**Work instruction 1**: From the passage on dual-mode guideway pallets, return the span that begins at the words "It may also" and stops after the words "on railroad cars.", copied character for character.
**Work instruction 2**: In the passage on dual-mode guideway pallets, why does retrofitting vehicles of current design not appear to be a very useful option?

**Excerpt provided**:
*-*-*

It may also be practical to retrofit the sockets and the required supporting structure to at least some vehicles of current design. But since a dual-mode system will take a couple decades to design and build, existing vehicles will be worn out by then, therefore retrofit doesn't appear to be a very useful option.

To put small and average-sized vehicles on the guideways one standard pallet would be used at each end, but on heavier longer vehicles, such as buses and freight containers, two, three, or more standard pallets would attach to each end of the vehicle. These multi-pallet modules on long vehicles could be designed to swivel with respect to the car, so as to remain tangent to the guideway in turns, like the four-wheel "trucks" swivel on railroad cars.

The arms on the standard pallets that connect them to the vehicles would retract by swinging back when the pallets are not in use, so that empty pallets that needed to be routed elsewhere would be entirely within the overhead guideway channel for minimum drag and better appearance. For routing en masse to a pallet-deficient area the standard pallets could be bunched together into a train of pallets, and sent by one set of commands. The retracted arms could serve as automatic couplers between pallets if coupling them and using the LSM of only one of them would reduce the energy required for pallet routing.

*-*-*

**Provided data**:
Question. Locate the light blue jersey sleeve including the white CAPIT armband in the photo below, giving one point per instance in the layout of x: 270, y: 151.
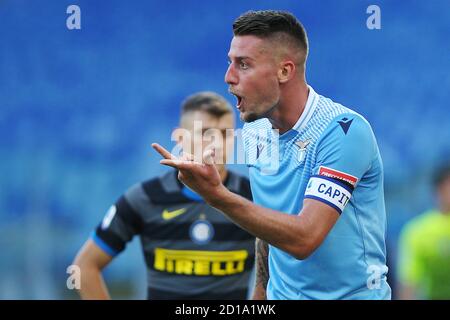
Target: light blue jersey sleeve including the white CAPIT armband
x: 344, y: 154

*-*-*

**Task output 1**:
It may also be practical to retrofit the sockets and the required supporting structure to at least some vehicles of current design. But since a dual-mode system will take a couple decades to design and build, existing vehicles will be worn out by then, therefore retrofit doesn't appear to be a very useful option.

To put small and average-sized vehicles on the guideways one standard pallet would be used at each end, but on heavier longer vehicles, such as buses and freight containers, two, three, or more standard pallets would attach to each end of the vehicle. These multi-pallet modules on long vehicles could be designed to swivel with respect to the car, so as to remain tangent to the guideway in turns, like the four-wheel "trucks" swivel on railroad cars.

**Task output 2**: A dual-mode system will take a couple decades to design and build, so existing vehicles will be worn out by then.